## THE PROBLEM:
From the entries that follow, list every line in which the string "pile" appears.

(Items listed in a dataset)

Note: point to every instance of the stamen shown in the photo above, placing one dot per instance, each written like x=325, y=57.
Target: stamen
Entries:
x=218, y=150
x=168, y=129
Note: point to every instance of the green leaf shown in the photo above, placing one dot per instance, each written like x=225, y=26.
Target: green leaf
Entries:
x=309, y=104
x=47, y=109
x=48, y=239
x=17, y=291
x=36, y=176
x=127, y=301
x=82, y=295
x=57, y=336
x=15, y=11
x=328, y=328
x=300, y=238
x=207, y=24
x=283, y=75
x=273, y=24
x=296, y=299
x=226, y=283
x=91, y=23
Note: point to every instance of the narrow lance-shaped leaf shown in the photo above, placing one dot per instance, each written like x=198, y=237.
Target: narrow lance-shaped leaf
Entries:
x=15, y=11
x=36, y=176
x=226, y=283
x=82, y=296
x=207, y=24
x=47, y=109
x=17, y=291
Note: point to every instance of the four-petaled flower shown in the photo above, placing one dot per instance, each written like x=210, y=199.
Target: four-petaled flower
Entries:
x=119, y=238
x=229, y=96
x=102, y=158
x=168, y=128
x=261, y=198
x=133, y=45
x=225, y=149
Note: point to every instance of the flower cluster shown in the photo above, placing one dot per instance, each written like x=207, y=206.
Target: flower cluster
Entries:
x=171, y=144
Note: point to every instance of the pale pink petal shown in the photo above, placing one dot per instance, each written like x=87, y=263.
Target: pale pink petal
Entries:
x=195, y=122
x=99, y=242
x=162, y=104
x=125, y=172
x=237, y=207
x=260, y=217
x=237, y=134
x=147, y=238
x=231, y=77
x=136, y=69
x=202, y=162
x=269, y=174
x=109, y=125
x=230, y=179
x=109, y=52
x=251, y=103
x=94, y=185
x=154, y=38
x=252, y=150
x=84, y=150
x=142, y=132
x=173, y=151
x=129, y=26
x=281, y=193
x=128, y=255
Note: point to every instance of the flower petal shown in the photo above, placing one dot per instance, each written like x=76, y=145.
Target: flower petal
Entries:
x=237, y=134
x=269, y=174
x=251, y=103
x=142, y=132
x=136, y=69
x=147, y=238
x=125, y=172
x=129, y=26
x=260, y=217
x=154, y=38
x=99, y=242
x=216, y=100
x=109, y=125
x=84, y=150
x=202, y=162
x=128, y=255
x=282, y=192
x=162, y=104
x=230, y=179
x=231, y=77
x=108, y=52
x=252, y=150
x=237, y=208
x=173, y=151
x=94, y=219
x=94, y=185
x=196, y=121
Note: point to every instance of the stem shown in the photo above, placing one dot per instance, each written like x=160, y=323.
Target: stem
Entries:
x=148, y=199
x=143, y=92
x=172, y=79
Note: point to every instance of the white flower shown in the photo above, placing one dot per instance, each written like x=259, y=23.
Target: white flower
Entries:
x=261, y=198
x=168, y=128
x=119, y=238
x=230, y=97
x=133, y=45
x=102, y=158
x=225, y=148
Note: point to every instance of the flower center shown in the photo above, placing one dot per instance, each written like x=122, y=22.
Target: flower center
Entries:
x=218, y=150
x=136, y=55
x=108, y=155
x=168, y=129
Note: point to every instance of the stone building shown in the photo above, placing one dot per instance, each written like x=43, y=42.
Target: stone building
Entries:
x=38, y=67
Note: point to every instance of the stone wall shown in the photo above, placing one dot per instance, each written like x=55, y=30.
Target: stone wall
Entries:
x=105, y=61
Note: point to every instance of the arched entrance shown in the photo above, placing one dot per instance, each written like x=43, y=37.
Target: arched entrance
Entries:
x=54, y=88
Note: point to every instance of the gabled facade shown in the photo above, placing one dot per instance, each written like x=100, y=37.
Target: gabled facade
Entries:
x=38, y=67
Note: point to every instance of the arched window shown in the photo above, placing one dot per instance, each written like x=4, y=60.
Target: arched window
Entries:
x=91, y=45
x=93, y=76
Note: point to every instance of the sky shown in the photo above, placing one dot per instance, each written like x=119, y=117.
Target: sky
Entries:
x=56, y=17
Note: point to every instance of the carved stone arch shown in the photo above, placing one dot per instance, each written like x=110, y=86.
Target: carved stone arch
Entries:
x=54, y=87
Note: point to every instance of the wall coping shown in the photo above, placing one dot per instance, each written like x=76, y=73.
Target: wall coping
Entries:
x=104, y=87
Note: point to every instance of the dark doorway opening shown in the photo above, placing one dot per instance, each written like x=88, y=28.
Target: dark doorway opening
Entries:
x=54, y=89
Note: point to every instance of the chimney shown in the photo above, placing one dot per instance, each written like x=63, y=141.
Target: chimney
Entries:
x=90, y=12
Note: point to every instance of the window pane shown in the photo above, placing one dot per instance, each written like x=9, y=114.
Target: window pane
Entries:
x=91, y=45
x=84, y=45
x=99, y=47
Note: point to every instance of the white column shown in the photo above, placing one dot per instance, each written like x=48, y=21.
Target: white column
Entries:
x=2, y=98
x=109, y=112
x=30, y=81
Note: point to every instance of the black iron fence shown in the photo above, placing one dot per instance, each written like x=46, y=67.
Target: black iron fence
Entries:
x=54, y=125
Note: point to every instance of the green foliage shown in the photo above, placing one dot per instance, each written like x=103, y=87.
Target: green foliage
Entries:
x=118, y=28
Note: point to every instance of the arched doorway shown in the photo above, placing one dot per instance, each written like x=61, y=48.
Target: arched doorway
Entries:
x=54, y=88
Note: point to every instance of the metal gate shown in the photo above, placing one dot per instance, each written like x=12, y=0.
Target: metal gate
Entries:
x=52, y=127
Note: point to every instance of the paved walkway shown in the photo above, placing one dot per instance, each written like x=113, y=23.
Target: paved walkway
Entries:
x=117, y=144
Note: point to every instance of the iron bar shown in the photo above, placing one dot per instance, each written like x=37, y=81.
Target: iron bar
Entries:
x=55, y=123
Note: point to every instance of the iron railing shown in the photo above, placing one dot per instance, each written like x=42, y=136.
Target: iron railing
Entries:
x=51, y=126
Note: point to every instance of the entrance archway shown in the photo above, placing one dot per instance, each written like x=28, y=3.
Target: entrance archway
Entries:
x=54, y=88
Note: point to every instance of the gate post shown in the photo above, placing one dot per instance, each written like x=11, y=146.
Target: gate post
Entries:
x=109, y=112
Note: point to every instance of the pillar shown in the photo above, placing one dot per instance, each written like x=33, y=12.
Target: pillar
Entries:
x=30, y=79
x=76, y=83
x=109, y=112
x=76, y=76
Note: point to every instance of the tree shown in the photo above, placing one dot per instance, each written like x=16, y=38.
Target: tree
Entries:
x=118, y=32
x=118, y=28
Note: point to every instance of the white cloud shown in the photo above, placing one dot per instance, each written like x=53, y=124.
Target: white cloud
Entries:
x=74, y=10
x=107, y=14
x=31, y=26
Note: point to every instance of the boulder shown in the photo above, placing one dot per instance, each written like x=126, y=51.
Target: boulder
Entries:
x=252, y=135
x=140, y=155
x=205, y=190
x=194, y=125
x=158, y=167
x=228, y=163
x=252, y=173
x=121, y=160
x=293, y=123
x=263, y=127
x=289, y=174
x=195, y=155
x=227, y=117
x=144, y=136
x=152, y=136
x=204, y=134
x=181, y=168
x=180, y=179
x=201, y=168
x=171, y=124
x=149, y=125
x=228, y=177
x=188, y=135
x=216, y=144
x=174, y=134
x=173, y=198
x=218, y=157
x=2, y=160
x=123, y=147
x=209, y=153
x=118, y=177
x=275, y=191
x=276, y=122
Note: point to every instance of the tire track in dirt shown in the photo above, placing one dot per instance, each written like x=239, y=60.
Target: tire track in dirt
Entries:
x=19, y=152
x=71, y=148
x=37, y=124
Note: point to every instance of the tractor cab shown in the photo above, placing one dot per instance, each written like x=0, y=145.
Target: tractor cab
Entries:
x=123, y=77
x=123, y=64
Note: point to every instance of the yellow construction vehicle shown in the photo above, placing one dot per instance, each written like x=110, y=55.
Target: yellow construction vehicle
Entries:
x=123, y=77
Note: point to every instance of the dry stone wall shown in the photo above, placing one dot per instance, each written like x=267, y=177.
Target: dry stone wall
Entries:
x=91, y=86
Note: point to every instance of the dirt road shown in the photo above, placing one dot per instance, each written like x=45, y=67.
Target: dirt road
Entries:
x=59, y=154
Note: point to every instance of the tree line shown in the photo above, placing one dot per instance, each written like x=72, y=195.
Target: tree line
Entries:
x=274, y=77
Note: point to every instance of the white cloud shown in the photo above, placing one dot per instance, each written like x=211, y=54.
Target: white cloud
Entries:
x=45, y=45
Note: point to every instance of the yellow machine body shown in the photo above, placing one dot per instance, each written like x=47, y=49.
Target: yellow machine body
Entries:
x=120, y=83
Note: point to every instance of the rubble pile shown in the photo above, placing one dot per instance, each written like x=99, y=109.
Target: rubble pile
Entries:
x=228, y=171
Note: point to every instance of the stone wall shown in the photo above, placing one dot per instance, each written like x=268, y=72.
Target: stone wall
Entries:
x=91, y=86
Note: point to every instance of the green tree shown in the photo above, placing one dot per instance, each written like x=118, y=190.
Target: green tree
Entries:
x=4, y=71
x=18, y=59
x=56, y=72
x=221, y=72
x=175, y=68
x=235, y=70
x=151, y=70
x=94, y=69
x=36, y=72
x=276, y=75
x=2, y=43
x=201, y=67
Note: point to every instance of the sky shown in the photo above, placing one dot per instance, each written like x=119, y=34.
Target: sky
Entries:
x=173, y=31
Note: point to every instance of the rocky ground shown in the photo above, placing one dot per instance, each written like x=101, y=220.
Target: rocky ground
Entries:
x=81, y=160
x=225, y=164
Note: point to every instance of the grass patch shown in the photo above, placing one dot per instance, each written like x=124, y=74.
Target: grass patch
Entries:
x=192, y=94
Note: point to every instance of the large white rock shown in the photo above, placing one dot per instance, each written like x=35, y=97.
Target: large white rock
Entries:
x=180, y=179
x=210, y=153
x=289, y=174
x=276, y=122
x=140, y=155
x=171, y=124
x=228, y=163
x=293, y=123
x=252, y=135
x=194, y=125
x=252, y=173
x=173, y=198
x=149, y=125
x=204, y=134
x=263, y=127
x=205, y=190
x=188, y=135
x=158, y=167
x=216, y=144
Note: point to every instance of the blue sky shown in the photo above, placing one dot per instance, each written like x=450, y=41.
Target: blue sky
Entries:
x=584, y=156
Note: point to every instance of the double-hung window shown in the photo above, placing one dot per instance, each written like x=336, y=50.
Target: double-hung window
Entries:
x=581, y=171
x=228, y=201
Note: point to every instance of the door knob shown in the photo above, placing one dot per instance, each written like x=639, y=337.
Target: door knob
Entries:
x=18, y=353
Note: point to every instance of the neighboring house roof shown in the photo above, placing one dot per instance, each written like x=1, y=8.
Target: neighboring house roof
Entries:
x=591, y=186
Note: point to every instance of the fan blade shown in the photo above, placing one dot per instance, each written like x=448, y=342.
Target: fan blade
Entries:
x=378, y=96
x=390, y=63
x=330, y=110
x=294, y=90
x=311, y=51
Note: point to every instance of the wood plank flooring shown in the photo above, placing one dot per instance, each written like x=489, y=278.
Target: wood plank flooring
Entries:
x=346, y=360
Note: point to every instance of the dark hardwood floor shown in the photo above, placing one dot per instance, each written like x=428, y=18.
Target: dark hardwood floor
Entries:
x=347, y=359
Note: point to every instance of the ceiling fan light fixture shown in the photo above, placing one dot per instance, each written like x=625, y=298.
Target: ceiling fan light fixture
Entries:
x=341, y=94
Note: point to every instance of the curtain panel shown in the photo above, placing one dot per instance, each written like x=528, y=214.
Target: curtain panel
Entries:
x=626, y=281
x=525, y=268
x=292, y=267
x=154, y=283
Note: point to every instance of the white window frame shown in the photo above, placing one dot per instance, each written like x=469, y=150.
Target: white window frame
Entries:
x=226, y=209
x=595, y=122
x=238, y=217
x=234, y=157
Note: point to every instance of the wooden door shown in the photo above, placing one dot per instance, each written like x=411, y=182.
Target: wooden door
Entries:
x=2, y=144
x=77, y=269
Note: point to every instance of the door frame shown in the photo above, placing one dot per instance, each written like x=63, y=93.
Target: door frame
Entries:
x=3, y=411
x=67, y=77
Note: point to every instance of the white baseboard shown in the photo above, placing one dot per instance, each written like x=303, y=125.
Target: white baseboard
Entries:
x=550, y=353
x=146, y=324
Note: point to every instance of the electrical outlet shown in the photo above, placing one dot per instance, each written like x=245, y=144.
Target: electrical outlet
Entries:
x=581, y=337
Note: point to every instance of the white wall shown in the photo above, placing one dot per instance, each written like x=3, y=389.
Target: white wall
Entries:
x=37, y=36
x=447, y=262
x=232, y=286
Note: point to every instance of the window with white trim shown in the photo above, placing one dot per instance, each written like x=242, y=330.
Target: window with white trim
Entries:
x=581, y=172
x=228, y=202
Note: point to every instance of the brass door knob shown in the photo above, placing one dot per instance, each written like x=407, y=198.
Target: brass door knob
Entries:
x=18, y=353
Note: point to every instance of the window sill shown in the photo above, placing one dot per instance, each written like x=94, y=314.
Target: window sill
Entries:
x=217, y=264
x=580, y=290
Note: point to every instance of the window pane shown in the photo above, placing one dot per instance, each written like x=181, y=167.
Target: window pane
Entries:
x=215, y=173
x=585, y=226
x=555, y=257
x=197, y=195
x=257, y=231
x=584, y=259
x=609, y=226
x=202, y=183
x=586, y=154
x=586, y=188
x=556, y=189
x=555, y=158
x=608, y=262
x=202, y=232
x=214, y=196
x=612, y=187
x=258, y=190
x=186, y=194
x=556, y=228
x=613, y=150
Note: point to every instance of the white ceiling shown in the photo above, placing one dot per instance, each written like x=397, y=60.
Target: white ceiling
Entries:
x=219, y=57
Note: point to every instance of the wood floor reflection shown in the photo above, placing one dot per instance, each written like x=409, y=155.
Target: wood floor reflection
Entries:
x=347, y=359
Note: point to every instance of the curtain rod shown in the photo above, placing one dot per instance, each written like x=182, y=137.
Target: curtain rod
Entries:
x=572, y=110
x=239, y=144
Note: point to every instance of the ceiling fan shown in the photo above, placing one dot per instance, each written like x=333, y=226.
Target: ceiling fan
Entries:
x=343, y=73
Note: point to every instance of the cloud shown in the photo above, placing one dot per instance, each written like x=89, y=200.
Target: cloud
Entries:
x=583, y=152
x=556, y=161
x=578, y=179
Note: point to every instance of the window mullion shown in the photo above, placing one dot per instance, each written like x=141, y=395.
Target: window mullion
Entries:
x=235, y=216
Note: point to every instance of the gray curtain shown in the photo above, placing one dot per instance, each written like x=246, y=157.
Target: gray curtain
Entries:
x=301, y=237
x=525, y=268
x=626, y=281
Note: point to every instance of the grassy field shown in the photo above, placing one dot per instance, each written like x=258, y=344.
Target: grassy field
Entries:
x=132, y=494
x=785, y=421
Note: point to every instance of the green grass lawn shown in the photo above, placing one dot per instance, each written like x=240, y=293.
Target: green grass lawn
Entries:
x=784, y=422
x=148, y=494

## ANSWER TO THE PROBLEM:
Note: point to every instance of the rubble pile shown in the photo above, placing one dot per instance, each written like x=99, y=109.
Target: rubble pile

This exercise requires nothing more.